**PASSAGE PROVIDED**

::::

2. Driving High-Value Health Care

Graphic of dollar signThe figures are both sobering and staggering. Nearly 20% of American households reported medical debt in 2019, and it remains the leading cause of bankruptcy, while also contributing to food insecurity, utility debt, eviction and foreclosure. Meanwhile, experts estimate that $700 to $900 billion in annual health care expenditures is wasted — through unnecessary tests and treatments, and failures in delivering and coordinating care.

Into this breach stepped Johns Hopkins radiologist Pamela Johnson, Stanley Levenson CIM Scholar. “I knew a problem of this magnitude could not be solved by a single medical institution,” she says. “As a nation, we needed to move from ‘high volume’ to ‘high value.’”

So in 2017, she and her Hopkins colleagues convened 100 academic medical centers partners from across the country to form the High Value Practice Academic Alliance. The cornerstone of this national alliance is an annual conference, held each year in Baltimore, where clinicians disseminate their initiatives to improve health care quality while driving down unnecessary costs. The alliance also zeroed in on training tomorrow’s physicians in the principles of high-value health care. The impact has been far-reaching, with more than 1,000 abstracts presented to date.

“Over time, we realized we needed to shift from single-resource issues to more broadly improving the effectiveness of clinical care and coordination to protect patients from potentially avoidable emergency department visits and hospital stays.” – Pamela Johnson

In the first years of the alliance, says Johnson, physicians focused on reducing “low-value” tests as part of the national Choosing Wisely campaign, which has successfully eliminated unnecessary lab and radiology tests at Johns Hopkins and across the country.

::::

**DATA UNDER STUDY**

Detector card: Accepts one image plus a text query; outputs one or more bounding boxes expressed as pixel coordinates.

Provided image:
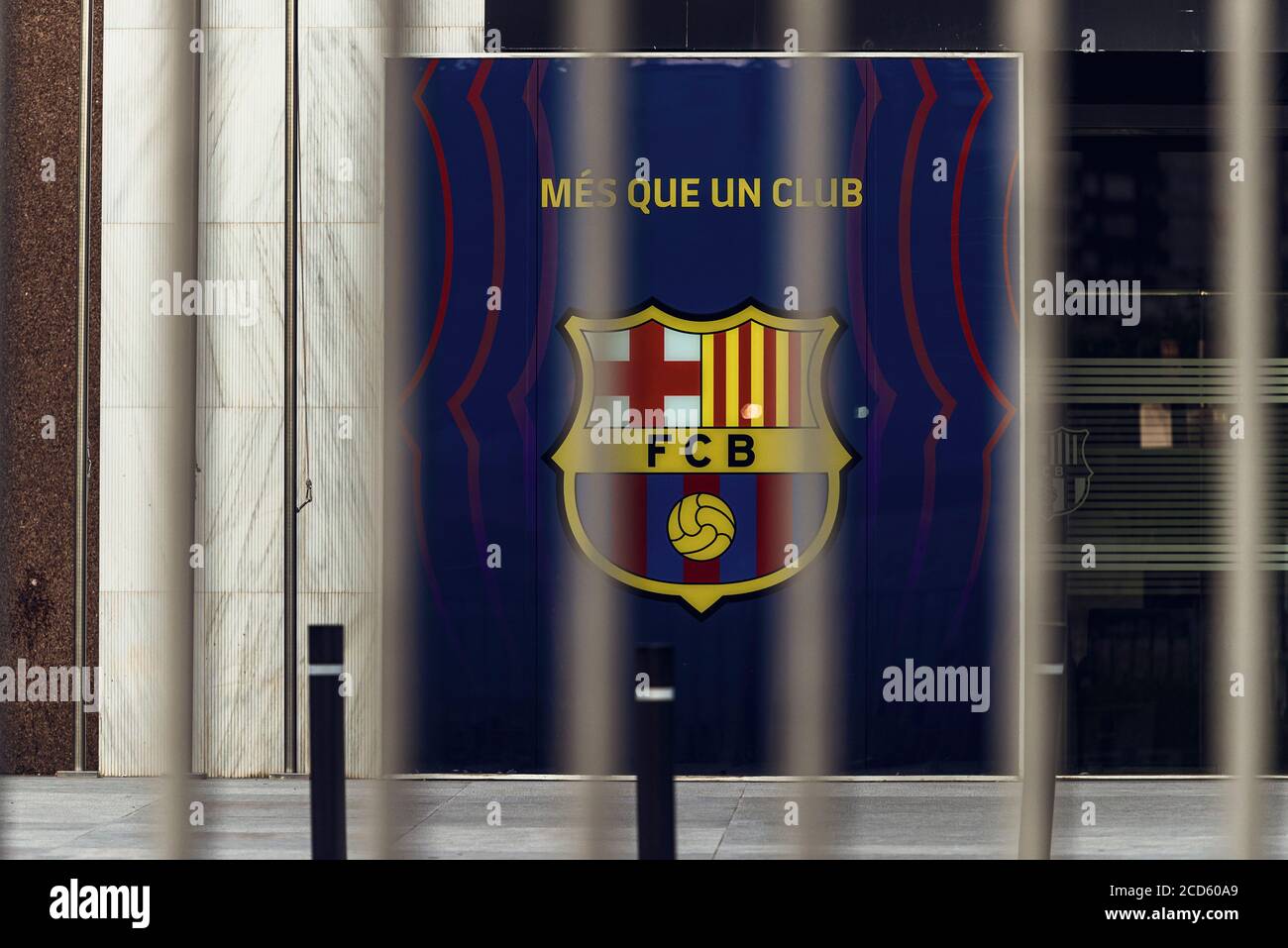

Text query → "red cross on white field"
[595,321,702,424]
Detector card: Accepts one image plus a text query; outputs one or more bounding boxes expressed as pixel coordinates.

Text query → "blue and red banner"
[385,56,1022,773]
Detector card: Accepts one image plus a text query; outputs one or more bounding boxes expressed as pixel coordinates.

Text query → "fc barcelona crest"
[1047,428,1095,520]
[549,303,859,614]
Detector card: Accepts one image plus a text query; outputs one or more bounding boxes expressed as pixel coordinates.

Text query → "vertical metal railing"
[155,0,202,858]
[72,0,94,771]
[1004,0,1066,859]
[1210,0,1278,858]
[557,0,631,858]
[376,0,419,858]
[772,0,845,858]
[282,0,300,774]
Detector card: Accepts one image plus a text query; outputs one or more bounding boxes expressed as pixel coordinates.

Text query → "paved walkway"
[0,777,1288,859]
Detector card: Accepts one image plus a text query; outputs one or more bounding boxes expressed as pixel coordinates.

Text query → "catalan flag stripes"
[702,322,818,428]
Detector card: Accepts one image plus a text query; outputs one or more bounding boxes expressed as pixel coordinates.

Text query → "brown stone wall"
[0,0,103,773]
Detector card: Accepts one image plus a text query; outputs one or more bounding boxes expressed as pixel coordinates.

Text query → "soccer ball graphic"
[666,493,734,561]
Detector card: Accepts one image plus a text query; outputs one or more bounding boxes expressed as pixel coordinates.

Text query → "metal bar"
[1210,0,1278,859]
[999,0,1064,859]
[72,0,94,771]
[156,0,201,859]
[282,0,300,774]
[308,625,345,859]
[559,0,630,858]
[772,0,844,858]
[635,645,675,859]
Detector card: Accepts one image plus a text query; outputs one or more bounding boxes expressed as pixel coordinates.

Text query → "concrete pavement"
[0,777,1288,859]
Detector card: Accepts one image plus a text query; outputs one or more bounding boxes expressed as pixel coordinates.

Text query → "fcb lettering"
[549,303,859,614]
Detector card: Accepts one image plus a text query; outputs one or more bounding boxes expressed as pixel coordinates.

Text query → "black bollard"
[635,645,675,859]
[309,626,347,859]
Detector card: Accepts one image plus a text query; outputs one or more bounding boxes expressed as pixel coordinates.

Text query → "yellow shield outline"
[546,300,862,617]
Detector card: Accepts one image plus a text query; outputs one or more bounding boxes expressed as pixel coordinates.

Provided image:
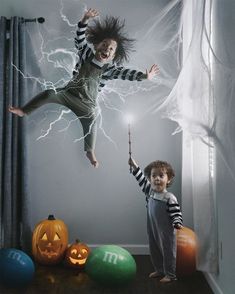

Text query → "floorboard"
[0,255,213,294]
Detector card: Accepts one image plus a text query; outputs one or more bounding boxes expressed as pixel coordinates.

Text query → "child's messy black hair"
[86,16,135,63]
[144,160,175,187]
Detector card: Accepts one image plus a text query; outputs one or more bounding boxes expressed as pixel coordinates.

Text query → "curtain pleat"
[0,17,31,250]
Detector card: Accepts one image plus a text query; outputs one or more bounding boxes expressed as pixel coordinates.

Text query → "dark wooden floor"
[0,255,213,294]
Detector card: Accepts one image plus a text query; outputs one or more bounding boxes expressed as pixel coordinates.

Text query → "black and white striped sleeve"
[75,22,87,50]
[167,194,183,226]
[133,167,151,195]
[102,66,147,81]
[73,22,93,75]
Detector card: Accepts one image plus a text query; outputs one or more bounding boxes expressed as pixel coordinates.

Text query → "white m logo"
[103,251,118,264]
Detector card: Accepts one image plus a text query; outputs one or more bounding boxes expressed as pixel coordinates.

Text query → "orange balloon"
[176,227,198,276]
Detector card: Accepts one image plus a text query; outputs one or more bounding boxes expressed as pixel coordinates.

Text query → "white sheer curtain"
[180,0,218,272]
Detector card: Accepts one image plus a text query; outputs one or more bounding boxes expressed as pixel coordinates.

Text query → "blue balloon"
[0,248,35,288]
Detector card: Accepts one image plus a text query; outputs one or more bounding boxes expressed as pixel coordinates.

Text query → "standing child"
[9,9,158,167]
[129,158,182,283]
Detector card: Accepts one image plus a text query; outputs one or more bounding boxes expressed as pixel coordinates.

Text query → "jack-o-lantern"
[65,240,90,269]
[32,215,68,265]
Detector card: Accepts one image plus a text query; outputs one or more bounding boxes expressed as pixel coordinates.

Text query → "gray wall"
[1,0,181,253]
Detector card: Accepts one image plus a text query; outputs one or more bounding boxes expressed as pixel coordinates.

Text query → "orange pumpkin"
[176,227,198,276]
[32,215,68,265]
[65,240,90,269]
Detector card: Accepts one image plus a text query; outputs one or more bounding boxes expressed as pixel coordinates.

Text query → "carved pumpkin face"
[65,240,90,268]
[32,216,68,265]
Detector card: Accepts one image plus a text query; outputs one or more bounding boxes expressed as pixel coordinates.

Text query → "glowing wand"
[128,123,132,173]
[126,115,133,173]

::::

Please pick up the piece on high-value health care after its last sentence and carry it forward.

“Over time, we realized we needed to shift from single-resource issues to more broadly improving the effectiveness of clinical care and coordination to protect patients from potentially avoidable emergency department visits and hospital stays,” says Johnson. Toward that end, alliance faculty are publishing a “roadmap” — a series of manuscripts — to guide hospitals across the country in delivery patient-centered, high-value care.

“Our mission is to dramatically improve the reach and quality of health care for patients throughout the United States,” Johnson says, “which will drive measurable reductions in health care spending.”

In addition to her national leadership, Johnson has been a key driver of change at Johns Hopkins. In 2020, she was appointed vice president of care transformation for the entire Johns Hopkins Health System (see p. 20). “The funding I received as CIM’s Stanley Levenson Scholar has been absolutely critical to this work,” Johnson says. “It has been used to support the national alliance, the creation of continuing medical education programs and the awarding of seed grants to Hopkins faculty.”